Portuguese poet (1842–1914)

Amélia Janny (25 February 1842 – 19 March 1914) was a Portuguese Parnassian poet, playwright and lyricist who was highly regarded by, among others, the Portuguese writers and poets, Teixeira de Pascoaes and António Feliciano de Castilho.

==Early life==
Janny was born on 25 February 1841. She was the illegitimate daughter of Maria Herculana da Silva e Veiga, a schoolgirl, and of the jurist, politician and academic, António Correia Caldeira (1815–1876), who was a nephew and heir of the Portuguese cardinal, Francisco de São Luís. Janny's father was, at the time of her birth, a student at the University of Coimbra and she was born in Coimbra. Her mother later married the doctor, Raimundo Francisco da Gama, who became her stepfather. Janny would later dedicate poems to him and write one about him, called "The Doctor".

» **EXERCISE DATA**
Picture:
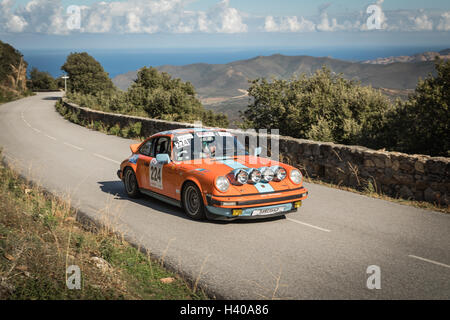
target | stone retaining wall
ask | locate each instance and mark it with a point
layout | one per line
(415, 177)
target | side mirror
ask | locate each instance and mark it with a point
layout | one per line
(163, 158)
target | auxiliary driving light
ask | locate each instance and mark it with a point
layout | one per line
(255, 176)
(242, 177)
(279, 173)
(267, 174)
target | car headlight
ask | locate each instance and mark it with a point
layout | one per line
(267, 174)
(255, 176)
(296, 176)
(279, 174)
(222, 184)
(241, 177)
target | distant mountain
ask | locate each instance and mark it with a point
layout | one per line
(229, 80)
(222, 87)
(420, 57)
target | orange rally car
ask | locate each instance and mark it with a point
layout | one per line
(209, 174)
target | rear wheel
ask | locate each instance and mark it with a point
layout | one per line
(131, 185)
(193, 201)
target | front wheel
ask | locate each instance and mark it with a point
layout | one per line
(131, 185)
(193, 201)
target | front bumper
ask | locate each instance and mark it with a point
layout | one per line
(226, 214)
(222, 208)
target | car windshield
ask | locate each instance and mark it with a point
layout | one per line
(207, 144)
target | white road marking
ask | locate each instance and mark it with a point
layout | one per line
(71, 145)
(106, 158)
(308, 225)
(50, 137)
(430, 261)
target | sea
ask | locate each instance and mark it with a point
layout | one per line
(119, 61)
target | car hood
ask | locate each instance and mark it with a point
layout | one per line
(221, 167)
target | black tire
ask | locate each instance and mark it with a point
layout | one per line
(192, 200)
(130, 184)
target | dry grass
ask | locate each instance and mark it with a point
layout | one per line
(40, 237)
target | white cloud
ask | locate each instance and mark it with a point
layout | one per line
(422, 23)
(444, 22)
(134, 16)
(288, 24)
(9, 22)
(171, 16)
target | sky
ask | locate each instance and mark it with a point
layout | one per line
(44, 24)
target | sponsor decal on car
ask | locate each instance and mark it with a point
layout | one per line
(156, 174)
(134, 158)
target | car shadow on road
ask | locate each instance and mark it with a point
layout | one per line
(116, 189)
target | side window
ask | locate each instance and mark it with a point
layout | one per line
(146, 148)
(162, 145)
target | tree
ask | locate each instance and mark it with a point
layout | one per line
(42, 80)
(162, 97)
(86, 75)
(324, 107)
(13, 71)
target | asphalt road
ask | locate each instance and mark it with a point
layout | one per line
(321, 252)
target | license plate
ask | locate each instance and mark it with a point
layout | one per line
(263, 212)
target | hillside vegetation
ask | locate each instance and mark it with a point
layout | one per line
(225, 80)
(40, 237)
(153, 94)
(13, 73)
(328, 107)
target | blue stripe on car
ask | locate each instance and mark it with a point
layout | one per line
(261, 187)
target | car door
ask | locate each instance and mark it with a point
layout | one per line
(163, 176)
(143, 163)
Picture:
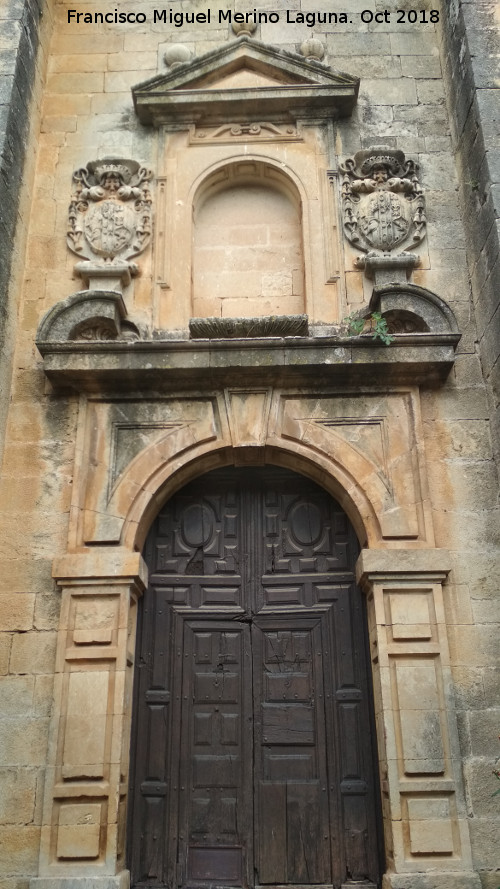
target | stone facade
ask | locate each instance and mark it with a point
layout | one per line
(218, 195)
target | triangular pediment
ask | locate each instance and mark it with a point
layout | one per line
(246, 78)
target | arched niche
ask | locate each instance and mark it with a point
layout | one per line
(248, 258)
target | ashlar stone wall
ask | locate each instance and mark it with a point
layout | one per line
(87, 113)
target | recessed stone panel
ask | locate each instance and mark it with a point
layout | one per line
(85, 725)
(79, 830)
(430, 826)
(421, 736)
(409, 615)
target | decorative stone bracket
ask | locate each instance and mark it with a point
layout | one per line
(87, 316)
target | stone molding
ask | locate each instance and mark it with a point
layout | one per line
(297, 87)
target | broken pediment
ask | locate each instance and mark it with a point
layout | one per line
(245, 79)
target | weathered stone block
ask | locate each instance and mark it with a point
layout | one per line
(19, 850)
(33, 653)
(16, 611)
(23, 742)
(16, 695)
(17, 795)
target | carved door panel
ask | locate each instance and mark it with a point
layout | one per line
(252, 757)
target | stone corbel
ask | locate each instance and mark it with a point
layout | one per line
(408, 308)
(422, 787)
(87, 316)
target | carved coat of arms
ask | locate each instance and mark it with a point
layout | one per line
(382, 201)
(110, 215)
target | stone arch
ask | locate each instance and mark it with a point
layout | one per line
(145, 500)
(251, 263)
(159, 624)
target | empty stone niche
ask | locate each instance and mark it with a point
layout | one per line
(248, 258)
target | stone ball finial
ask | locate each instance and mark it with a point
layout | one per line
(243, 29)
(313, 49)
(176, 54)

» **TO DO**
A. According to the text on Amélia Janny, why did Raimundo Francisco da Gama become her stepfather? Answer in one to three sentences.
B. Rewrite the stretch of the text on Amélia Janny from "Portuguese poet (1842–1914)" through "Feliciano de Castilho.", putting "dramatist" in place of "playwright".
The lines come from a separate source and are unrelated to the text on Amélia Janny.

» **TASK-BY-TASK OUTPUTS**
A. Raimundo Francisco da Gama became Janny's stepfather because her mother, Maria Herculana da Silva e Veiga, later married him.

B.
Portuguese poet (1842–1914)

Amélia Janny (25 February 1842 – 19 March 1914) was a Portuguese Parnassian poet, dramatist and lyricist who was highly regarded by, among others, the Portuguese writers and poets, Teixeira de Pascoaes and António Feliciano de Castilho.